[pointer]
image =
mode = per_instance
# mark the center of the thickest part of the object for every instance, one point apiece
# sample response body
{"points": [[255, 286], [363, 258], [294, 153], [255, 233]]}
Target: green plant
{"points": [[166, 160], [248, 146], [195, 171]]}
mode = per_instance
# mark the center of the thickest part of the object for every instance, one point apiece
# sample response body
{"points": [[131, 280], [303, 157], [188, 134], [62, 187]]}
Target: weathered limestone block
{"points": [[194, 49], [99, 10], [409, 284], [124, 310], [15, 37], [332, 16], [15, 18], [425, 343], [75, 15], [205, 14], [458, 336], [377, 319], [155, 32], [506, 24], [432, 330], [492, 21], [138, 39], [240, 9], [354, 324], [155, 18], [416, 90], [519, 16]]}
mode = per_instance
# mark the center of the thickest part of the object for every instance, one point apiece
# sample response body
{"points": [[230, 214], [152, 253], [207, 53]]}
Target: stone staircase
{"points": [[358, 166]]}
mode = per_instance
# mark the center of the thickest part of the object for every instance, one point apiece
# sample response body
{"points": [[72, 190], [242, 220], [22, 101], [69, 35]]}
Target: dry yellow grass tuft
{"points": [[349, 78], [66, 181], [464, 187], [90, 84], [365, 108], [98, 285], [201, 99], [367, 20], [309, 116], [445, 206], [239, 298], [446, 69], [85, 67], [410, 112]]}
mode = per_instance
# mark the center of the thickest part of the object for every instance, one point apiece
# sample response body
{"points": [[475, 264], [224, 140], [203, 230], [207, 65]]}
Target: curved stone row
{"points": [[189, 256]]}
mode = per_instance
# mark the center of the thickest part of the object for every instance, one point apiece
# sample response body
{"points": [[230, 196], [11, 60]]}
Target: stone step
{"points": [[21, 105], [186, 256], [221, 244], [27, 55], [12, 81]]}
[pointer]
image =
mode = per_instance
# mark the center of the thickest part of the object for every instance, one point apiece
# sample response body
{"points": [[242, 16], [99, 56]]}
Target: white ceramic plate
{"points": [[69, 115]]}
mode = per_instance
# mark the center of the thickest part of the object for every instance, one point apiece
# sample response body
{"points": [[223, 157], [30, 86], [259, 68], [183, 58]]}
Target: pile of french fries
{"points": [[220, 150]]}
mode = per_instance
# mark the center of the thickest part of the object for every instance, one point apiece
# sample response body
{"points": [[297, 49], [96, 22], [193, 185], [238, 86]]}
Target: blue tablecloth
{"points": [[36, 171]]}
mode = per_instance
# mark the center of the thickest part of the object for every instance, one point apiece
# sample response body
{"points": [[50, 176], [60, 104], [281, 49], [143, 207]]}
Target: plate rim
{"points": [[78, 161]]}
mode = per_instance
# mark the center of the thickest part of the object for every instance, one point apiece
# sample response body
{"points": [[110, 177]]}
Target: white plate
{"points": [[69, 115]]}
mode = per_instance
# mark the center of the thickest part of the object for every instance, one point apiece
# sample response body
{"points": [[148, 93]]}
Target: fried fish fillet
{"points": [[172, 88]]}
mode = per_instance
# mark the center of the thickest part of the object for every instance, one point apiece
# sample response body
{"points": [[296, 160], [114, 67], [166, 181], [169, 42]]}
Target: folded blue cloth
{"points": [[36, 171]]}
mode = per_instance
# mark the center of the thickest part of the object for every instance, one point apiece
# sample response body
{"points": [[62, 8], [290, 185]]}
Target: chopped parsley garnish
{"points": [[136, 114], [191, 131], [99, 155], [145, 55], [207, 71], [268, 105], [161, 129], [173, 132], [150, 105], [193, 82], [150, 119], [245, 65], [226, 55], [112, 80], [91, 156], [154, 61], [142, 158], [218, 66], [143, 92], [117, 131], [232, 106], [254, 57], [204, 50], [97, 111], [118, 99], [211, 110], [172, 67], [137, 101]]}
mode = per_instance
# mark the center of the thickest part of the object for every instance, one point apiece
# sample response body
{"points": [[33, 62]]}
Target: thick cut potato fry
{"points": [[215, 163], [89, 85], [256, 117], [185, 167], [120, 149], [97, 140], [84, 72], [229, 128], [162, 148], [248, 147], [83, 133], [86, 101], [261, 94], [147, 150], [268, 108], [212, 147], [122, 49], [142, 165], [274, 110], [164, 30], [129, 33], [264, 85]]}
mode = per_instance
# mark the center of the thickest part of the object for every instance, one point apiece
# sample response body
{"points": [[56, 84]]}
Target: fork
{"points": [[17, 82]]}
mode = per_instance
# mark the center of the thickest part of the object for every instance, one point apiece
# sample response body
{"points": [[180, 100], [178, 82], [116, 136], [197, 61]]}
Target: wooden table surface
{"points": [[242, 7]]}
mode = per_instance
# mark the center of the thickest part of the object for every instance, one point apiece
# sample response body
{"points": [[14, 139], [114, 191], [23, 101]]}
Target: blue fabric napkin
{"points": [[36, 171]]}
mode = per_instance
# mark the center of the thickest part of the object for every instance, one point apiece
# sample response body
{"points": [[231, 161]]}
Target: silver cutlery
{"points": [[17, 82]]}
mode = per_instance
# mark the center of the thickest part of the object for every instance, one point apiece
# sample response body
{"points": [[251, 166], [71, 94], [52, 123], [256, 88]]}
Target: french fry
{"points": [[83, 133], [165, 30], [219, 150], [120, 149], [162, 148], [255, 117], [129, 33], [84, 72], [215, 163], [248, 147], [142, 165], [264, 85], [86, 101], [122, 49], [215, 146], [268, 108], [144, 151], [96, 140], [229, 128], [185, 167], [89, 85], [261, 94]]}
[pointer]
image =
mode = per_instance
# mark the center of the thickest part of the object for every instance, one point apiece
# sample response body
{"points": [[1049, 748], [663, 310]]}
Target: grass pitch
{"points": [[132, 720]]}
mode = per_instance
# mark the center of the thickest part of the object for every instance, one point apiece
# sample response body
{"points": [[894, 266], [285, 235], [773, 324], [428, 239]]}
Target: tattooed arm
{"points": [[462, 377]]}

********

* **EXERCISE**:
Could you transcribe the records in full, exactly?

* **EXERCISE OUTPUT**:
[pointer]
image =
mode = per_instance
# mark the center of the thickest part of the object for every instance, one point apiece
# sample response body
{"points": [[255, 286], [363, 258], [294, 153], [255, 233]]}
Target: green plant
{"points": [[166, 160], [248, 146], [195, 171]]}
mode = per_instance
# mark the center of the thickest part of the object for every instance, one point apiece
# sample response body
{"points": [[131, 280], [303, 157], [188, 134], [62, 187]]}
Target: weathered limestone block
{"points": [[194, 49], [99, 10], [409, 284], [124, 310], [15, 37], [332, 16], [15, 18], [425, 343], [75, 15], [205, 14], [458, 336], [377, 319], [155, 32], [506, 24], [432, 330], [492, 21], [138, 39], [240, 9], [354, 324], [155, 18], [416, 90], [519, 16]]}
mode = per_instance
# mark the center of the thickest part of the object for every instance, one point apiece
# sample response body
{"points": [[230, 214], [152, 253], [207, 53]]}
Target: stone staircase
{"points": [[358, 166]]}
mode = per_instance
# mark the center of the thickest part of the object for every instance, one point apiece
# sample response body
{"points": [[72, 190], [242, 220], [22, 101], [69, 35]]}
Target: dry yellow grass tuft
{"points": [[349, 78], [66, 181], [464, 187], [90, 84], [365, 108], [98, 285], [201, 99], [367, 20], [309, 116], [445, 206], [239, 298], [446, 69], [85, 67], [410, 112]]}
mode = per_instance
# mark the center of the thickest part of the object for every instance, one point apiece
# sample response body
{"points": [[475, 264], [224, 140], [203, 230], [207, 65]]}
Target: curved stone row
{"points": [[189, 256]]}
mode = per_instance
# mark the center of the thickest part of the object for every instance, one point apiece
# sample response body
{"points": [[230, 196], [11, 60]]}
Target: stone step
{"points": [[21, 105], [186, 256], [221, 244], [27, 55], [12, 81]]}
[pointer]
image =
mode = per_instance
# mark the center of the thickest part of the object for every instance, one point apiece
# sample response body
{"points": [[242, 16], [99, 56]]}
Target: white ceramic plate
{"points": [[69, 115]]}
mode = per_instance
# mark the center of the thickest part of the object for every instance, one point apiece
# sample response body
{"points": [[223, 157], [30, 86], [259, 68], [183, 58]]}
Target: pile of french fries
{"points": [[220, 150]]}
mode = per_instance
# mark the center of the thickest part of the object for every instance, one point apiece
# sample response body
{"points": [[297, 49], [96, 22], [193, 185], [238, 86]]}
Target: blue tablecloth
{"points": [[36, 171]]}
mode = per_instance
# mark the center of the thickest part of the object for every instance, one point apiece
# sample response body
{"points": [[50, 176], [60, 104], [281, 49], [143, 207]]}
Target: plate rim
{"points": [[78, 161]]}
mode = per_instance
# mark the center of the thickest part of the object for every instance, one point apiece
# sample response body
{"points": [[110, 177]]}
Target: white plate
{"points": [[69, 115]]}
mode = per_instance
# mark the center of the thickest part of the object for every instance, one point apiece
# sample response body
{"points": [[148, 93]]}
Target: fried fish fillet
{"points": [[172, 88]]}
mode = per_instance
# mark the center of the thickest part of the object for every instance, one point apiece
# sample response body
{"points": [[296, 160], [114, 67], [166, 181], [169, 42]]}
Target: folded blue cloth
{"points": [[36, 171]]}
mode = per_instance
# mark the center of the thickest part of the object for every instance, one point apiece
# sample response body
{"points": [[62, 8], [290, 185]]}
Target: chopped parsley garnish
{"points": [[136, 114], [191, 131], [99, 155], [145, 55], [207, 71], [268, 105], [161, 129], [173, 132], [150, 105], [193, 82], [150, 119], [245, 65], [226, 55], [112, 80], [91, 156], [154, 61], [142, 158], [218, 66], [143, 92], [117, 131], [232, 106], [254, 57], [204, 50], [97, 111], [118, 99], [211, 110], [172, 67], [137, 101]]}
mode = per_instance
# mark the center of the thickest part of the object for every instance, one point apiece
# sample response body
{"points": [[33, 62]]}
Target: thick cut potato fry
{"points": [[215, 163], [89, 85], [256, 117], [185, 167], [120, 149], [97, 140], [84, 72], [229, 128], [162, 148], [248, 147], [83, 133], [86, 101], [261, 94], [147, 150], [268, 108], [212, 147], [122, 49], [142, 165], [274, 110], [164, 30], [129, 33], [264, 85]]}
mode = per_instance
# mark the center of the thickest part of the object for every instance, one point apiece
# sample response body
{"points": [[56, 84]]}
Target: fork
{"points": [[17, 82]]}
mode = per_instance
# mark the center of the thickest part of the object for every instance, one point apiece
# sample response body
{"points": [[180, 100], [178, 82], [116, 136], [197, 61]]}
Target: wooden table surface
{"points": [[242, 7]]}
mode = per_instance
# mark the center of the thickest part of the object for every instance, one point apiece
# sample response body
{"points": [[14, 139], [114, 191], [23, 101]]}
Target: blue fabric napkin
{"points": [[36, 171]]}
mode = per_instance
# mark the center of the thickest part of the object for every instance, one point apiece
# sample response body
{"points": [[231, 161]]}
Target: silver cutlery
{"points": [[17, 82]]}
mode = per_instance
# mark the center of the thickest part of the object for every instance, one point apiece
# sample response body
{"points": [[251, 166], [71, 94], [52, 123], [256, 88]]}
Target: french fry
{"points": [[83, 133], [165, 30], [219, 150], [120, 149], [162, 148], [255, 117], [129, 33], [84, 72], [215, 163], [248, 147], [142, 165], [264, 85], [86, 101], [122, 49], [215, 146], [268, 108], [144, 151], [96, 140], [229, 128], [185, 167], [89, 85], [261, 94]]}
[pointer]
image =
mode = per_instance
# mark the center of the thickest part of the object for every instance, one point apiece
# sample response body
{"points": [[1049, 748], [663, 310]]}
Target: grass pitch
{"points": [[132, 720]]}
mode = per_instance
# mark the center of the thickest part of the object for every instance, one point apiece
# sample response body
{"points": [[894, 266], [285, 235], [773, 324], [428, 239]]}
Target: tattooed arm
{"points": [[462, 377]]}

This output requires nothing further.